## TO DO
1. Answer these questions using the article on workplace trust:
(a) According to the Culture Economy Report 2020, what percentage of employees in UK SMEs don't trust their employer to do the right thing?
(b) What activity is named as a sign that a manager doesn't trust their staff?
(c) What are leaders often preoccupied with?
2. Quote word for word the stretch of the article on workplace trust from "In practice, signs" through "their own way.".

## TEXT
June 12, 2020
Trust is a concept we often find hard to describe. It’s sticky, intangible and difficult to pinpoint but we know when trust is absent. When it’s missing from a workforce, a culture can unravel. According to the Culture Economy Report 2020, 43 percent of employees in UK SME’s don’t trust their employer to do the right thing – a 16 point decline since 2018. This is alarming. Working remotely over the last few months has highlighted just how important workplace trust is, between employees and management, and vice versa.
In practice, signs a manager doesn’t trust their staff include micromanaging activity. Constantly checking in and interfering with how employees get the job done can be disruptive, and has been exacerbated by COVID-19 restrictions. As the nation adapts to remote working and sets up offices in their spare bedrooms, it’s now impossible for senior managers to have an eye on what everyone is doing all day. Attempts to monitor productivity can feel overbearing and are unlikely to create a productive and inspired team who feel trusted – senior managers need to take a step back and feel assured that people can complete tasks in their own way.
Equally, a lack of trust in an employer might be evident through the absence of open discussion in meetings – staff may not feel that their contributions are respected and as a result, stay silent on key issues. They may not contribute opinions or offer feedback in fear that their criticisms may be dismissed, and an anxiety to share experiences and ideas prohibits business success. Elsewhere, staff may ask for permission when they don’t need it – constantly looking for reassurance on simple actions in an effort to protect themselves.
It’s important to note here that a lack of trust in employers usually isn’t the result of an ineptitude or the absence of compassion. Instead, leaders are often preoccupied with the pressures of running a business. These burdens are of course exacerbated by the unprecedented disruption caused by COVID-19.
The workplace can’t and won’t survive without trust – it’s reciprocal, key for employee loyalty and minimising churn rates. A cohort who trusts their managers and feels trusted themselves are more likely to advocate on an employer’s behalf and become invested in the business. So, given its undoubted importance, how do we ensure that trust is a fundamental part of the workplace?
Company culture is the key
Trust isn’t an asset we can take for granted. It’s a constant work in progress, that is attainable with the right actions. When reflecting on the issue of trust, The Culture Economy Report 2020 found that the absence of trust in employers didn’t necessarily result in a movement toward distrust, rather employees were overwhelming neutral. They can be won over. To do this, employers should make trust a fundamental part of company culture.

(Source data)
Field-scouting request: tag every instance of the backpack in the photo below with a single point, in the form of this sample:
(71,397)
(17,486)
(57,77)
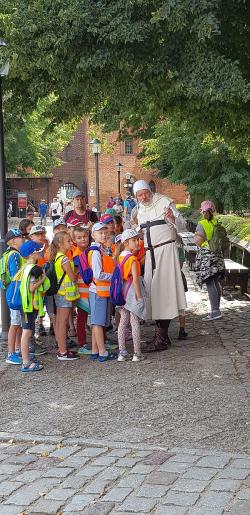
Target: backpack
(84,268)
(219,241)
(50,272)
(131,204)
(5,278)
(13,294)
(117,296)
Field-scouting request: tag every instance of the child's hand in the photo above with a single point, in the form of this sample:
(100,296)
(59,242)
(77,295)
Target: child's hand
(169,215)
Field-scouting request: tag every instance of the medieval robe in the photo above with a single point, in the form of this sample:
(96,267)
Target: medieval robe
(166,296)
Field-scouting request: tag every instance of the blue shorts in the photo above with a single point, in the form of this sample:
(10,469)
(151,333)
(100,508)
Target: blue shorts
(28,320)
(61,302)
(15,317)
(99,310)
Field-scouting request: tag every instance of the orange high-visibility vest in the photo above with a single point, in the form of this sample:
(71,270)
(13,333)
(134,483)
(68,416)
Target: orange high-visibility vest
(108,266)
(82,287)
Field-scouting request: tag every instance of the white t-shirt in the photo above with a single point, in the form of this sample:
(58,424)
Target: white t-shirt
(56,209)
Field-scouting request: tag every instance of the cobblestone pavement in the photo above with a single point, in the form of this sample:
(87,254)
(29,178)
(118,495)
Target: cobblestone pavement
(169,435)
(76,477)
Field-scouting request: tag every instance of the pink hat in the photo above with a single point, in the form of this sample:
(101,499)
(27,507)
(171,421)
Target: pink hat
(207,205)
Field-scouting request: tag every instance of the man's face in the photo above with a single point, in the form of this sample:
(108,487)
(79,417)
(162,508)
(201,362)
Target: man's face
(38,237)
(144,196)
(79,203)
(208,215)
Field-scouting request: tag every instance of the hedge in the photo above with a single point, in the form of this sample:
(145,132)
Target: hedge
(237,226)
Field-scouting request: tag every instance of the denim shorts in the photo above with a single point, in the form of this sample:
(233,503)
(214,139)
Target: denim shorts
(49,304)
(28,320)
(99,310)
(61,302)
(15,317)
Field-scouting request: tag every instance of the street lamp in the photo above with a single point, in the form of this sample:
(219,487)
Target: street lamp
(3,211)
(96,149)
(118,166)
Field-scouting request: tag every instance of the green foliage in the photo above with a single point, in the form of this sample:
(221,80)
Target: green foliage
(135,61)
(35,144)
(205,164)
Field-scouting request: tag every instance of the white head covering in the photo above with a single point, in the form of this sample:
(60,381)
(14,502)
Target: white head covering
(141,185)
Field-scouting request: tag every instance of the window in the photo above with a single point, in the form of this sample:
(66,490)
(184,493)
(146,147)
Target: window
(68,153)
(128,146)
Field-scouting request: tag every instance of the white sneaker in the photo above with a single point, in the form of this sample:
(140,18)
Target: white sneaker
(211,317)
(123,357)
(137,357)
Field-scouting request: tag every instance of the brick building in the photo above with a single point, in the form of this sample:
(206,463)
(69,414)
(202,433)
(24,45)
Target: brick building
(77,171)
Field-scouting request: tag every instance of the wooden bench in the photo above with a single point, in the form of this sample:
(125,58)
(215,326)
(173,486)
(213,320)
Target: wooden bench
(236,275)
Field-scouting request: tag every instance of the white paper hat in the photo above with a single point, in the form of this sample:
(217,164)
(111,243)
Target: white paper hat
(141,185)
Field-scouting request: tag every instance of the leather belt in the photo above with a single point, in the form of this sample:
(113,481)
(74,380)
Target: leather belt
(160,245)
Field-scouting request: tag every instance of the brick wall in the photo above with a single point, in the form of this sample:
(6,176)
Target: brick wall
(108,176)
(78,168)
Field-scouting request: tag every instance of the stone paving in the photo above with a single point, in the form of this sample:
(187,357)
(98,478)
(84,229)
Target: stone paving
(169,435)
(52,477)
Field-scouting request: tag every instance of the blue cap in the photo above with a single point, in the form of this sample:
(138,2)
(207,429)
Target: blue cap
(98,226)
(29,247)
(13,233)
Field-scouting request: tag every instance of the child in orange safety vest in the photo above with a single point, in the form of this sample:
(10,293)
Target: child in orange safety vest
(80,237)
(102,266)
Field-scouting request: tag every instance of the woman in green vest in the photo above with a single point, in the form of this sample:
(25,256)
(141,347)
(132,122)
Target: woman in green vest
(209,265)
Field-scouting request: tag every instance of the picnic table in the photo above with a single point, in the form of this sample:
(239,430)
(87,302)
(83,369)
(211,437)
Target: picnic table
(235,275)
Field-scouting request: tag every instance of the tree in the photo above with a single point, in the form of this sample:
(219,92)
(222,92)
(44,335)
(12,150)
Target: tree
(36,143)
(205,164)
(134,61)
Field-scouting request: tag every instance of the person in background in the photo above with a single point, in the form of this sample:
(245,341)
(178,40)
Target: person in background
(10,209)
(59,225)
(13,262)
(118,207)
(110,203)
(55,209)
(79,212)
(94,208)
(129,204)
(42,211)
(30,212)
(25,227)
(68,207)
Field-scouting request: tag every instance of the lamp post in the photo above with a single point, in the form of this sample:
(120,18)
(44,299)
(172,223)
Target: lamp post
(118,166)
(96,149)
(3,211)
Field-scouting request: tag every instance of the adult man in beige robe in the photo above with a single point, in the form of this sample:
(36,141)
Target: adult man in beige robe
(160,221)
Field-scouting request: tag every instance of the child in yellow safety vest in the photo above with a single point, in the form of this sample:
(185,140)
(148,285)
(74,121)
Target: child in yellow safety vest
(67,292)
(99,292)
(81,239)
(11,262)
(33,285)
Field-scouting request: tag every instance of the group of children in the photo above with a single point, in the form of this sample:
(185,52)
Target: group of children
(31,264)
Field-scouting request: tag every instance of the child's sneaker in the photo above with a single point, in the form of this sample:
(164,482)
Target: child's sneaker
(123,356)
(14,359)
(84,350)
(110,345)
(137,357)
(67,356)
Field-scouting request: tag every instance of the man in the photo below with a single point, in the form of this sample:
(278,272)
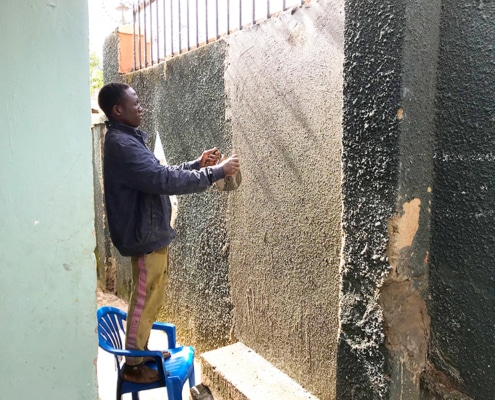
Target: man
(137,190)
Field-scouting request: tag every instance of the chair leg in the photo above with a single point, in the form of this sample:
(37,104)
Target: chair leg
(192,378)
(119,389)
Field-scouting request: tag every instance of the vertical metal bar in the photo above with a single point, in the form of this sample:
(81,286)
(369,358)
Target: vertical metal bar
(228,17)
(157,35)
(180,29)
(206,21)
(134,34)
(145,41)
(151,32)
(254,12)
(172,26)
(216,20)
(164,30)
(240,14)
(188,26)
(197,25)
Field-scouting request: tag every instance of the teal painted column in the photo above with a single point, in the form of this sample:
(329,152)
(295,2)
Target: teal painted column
(48,278)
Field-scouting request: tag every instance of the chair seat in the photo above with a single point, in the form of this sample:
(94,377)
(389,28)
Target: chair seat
(174,371)
(178,367)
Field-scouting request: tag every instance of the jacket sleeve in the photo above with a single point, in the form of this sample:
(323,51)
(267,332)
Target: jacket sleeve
(139,169)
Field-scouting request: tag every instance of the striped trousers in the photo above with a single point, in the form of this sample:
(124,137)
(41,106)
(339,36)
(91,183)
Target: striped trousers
(149,281)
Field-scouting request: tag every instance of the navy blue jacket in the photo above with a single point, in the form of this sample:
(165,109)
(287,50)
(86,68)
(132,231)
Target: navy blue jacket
(137,189)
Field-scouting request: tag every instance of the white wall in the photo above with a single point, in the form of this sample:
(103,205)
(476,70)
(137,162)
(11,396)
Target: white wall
(48,279)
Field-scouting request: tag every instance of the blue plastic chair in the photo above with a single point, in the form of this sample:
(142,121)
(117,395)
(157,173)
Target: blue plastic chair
(173,372)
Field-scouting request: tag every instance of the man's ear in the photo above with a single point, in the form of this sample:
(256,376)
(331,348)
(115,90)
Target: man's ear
(116,110)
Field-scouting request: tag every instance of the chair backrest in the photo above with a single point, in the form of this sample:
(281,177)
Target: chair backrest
(111,328)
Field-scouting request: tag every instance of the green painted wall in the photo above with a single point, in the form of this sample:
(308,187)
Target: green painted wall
(47,290)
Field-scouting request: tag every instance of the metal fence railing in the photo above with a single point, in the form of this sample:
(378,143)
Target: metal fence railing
(165,28)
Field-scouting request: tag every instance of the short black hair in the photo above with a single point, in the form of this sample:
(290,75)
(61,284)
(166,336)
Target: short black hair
(110,95)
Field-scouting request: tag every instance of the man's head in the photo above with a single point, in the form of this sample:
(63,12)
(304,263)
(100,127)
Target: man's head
(120,103)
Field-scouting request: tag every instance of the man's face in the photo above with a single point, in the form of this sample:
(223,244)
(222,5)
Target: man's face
(129,111)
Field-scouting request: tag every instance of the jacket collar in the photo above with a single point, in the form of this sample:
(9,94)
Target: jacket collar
(126,129)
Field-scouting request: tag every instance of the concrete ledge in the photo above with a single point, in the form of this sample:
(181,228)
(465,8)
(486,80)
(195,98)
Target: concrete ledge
(236,372)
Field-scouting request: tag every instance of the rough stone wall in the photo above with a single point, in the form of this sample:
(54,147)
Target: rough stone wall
(417,291)
(261,265)
(184,102)
(272,248)
(284,95)
(462,278)
(373,46)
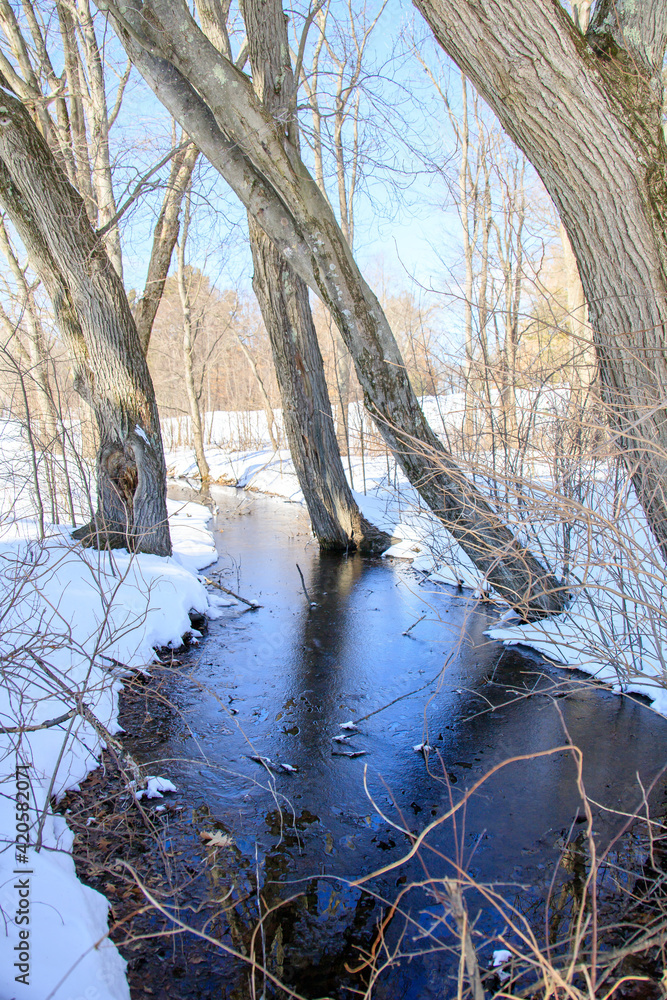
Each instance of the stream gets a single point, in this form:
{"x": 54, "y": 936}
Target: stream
{"x": 277, "y": 683}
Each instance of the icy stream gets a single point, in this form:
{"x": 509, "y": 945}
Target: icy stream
{"x": 277, "y": 683}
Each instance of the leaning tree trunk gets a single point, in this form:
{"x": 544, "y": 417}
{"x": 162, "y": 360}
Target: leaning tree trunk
{"x": 586, "y": 109}
{"x": 307, "y": 418}
{"x": 215, "y": 104}
{"x": 337, "y": 522}
{"x": 93, "y": 314}
{"x": 165, "y": 236}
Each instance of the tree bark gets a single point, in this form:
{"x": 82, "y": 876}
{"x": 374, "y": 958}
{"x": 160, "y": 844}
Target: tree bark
{"x": 337, "y": 522}
{"x": 164, "y": 241}
{"x": 214, "y": 102}
{"x": 188, "y": 347}
{"x": 94, "y": 316}
{"x": 586, "y": 110}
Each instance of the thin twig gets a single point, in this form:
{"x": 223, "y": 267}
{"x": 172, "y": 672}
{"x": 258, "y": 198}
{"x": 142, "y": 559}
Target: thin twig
{"x": 303, "y": 584}
{"x": 213, "y": 583}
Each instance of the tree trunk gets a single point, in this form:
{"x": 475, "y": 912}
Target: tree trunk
{"x": 266, "y": 402}
{"x": 239, "y": 137}
{"x": 586, "y": 111}
{"x": 164, "y": 241}
{"x": 188, "y": 345}
{"x": 94, "y": 316}
{"x": 337, "y": 522}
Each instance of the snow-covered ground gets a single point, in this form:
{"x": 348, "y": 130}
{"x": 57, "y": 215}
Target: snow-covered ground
{"x": 616, "y": 624}
{"x": 69, "y": 616}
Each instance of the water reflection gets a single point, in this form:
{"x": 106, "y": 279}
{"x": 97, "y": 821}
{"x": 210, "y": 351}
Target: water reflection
{"x": 276, "y": 685}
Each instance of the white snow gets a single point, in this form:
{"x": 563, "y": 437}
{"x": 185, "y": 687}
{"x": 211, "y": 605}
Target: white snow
{"x": 70, "y": 614}
{"x": 85, "y": 618}
{"x": 156, "y": 787}
{"x": 615, "y": 627}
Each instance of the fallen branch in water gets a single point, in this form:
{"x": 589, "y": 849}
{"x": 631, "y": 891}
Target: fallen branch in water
{"x": 305, "y": 589}
{"x": 213, "y": 583}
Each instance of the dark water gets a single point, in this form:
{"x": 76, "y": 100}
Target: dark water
{"x": 276, "y": 683}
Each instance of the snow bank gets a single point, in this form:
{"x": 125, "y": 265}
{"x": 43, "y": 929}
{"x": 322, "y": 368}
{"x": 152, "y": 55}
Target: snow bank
{"x": 68, "y": 615}
{"x": 616, "y": 624}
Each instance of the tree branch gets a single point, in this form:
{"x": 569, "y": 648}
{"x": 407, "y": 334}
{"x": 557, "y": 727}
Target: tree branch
{"x": 139, "y": 189}
{"x": 636, "y": 27}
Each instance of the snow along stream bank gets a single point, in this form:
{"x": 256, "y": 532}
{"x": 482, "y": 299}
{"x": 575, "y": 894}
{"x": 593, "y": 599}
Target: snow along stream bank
{"x": 73, "y": 621}
{"x": 616, "y": 625}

## TASK-BY-TASK RESULTS
1.
(a) 43 percent
(b) Micromanaging activity
(c) The pressures of running a business

2.
In practice, signs a manager doesn’t trust their staff include micromanaging activity. Constantly checking in and interfering with how employees get the job done can be disruptive, and has been exacerbated by COVID-19 restrictions. As the nation adapts to remote working and sets up offices in their spare bedrooms, it’s now impossible for senior managers to have an eye on what everyone is doing all day. Attempts to monitor productivity can feel overbearing and are unlikely to create a productive and inspired team who feel trusted – senior managers need to take a step back and feel assured that people can complete tasks in their own way.